TASK DATA -
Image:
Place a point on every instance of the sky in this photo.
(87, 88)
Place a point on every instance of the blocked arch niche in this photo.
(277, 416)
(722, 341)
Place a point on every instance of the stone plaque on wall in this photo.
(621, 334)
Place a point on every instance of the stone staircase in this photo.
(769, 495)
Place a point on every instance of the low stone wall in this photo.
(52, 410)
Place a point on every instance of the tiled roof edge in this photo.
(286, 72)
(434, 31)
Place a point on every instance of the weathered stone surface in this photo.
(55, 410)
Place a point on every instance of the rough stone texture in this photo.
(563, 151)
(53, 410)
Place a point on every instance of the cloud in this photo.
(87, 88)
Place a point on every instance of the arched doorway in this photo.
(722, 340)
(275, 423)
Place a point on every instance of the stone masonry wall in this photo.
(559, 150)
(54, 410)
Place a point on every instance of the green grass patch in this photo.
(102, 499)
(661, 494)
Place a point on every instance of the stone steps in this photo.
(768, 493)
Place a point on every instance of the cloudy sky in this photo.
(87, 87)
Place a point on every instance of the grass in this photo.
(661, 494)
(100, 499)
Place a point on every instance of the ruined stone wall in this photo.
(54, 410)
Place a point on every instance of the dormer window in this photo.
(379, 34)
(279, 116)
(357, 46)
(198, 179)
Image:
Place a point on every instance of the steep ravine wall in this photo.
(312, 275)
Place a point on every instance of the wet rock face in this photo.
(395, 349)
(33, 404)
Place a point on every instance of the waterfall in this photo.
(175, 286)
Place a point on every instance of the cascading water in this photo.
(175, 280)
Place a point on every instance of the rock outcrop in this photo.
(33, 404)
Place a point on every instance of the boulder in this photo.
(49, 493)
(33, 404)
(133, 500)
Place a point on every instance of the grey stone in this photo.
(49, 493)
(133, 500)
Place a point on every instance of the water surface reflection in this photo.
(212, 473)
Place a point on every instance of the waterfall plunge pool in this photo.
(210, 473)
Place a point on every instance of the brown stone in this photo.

EXERCISE DETAILS -
Give the entries once more, exactly as they appear.

FULL RESPONSE -
Image:
Place a point on every instance of the sky in this photo.
(87, 88)
Place a point on every instance of the blocked arch niche in this photo.
(277, 416)
(722, 341)
Place a point on every instance of the stone plaque on wall in this photo.
(621, 334)
Place a point on every instance of the stone staircase in this photo.
(769, 495)
Place a point on every instance of the low stone wall in this photo.
(52, 410)
Place a point on every instance of the tiled roof edge in this photo.
(286, 72)
(434, 31)
Place a point on every instance of the weathered stone surface in this photo.
(55, 410)
Place a point on every instance of the rough stone texture in this photo.
(563, 151)
(53, 410)
Place a point on every instance of the cloud in this photo.
(87, 88)
Place a point on every instance of the arched doorway in this photo.
(722, 340)
(275, 423)
Place a point on every instance of the stone masonry wall in this photo.
(559, 150)
(54, 410)
Place a point on every instance of the green grass patch in this photo.
(102, 499)
(661, 494)
Place a point on every instance of the stone steps in this photo.
(768, 493)
Place a point on every instance of the cloudy sky in this photo.
(87, 87)
Place a point on every instance of the grass in this photo.
(661, 494)
(100, 499)
Place a point on every instance of the ruined stone wall in this photo.
(54, 410)
Place a point on every instance of the dormer window in this photo.
(379, 34)
(279, 116)
(357, 46)
(198, 179)
Image:
Place a point on every instance of the steep ravine wall in this photo.
(312, 275)
Place a point on every instance of the wet rock face in this photo.
(395, 349)
(33, 404)
Place a point on every instance of the waterfall in this photo.
(175, 286)
Place a point on every instance of the cascading water in this photo.
(175, 280)
Place a point on every instance of the rock outcrop in this photo.
(33, 404)
Place a point on every instance of the boulder in this photo.
(49, 493)
(33, 404)
(133, 500)
Place a point on every instance of the grey stone in this photo.
(49, 493)
(133, 500)
Place a point on every instance of the water surface reflection in this photo.
(212, 473)
Place a point on every instance of the waterfall plunge pool in this photo.
(210, 473)
Place a point on every instance of the brown stone in this photo.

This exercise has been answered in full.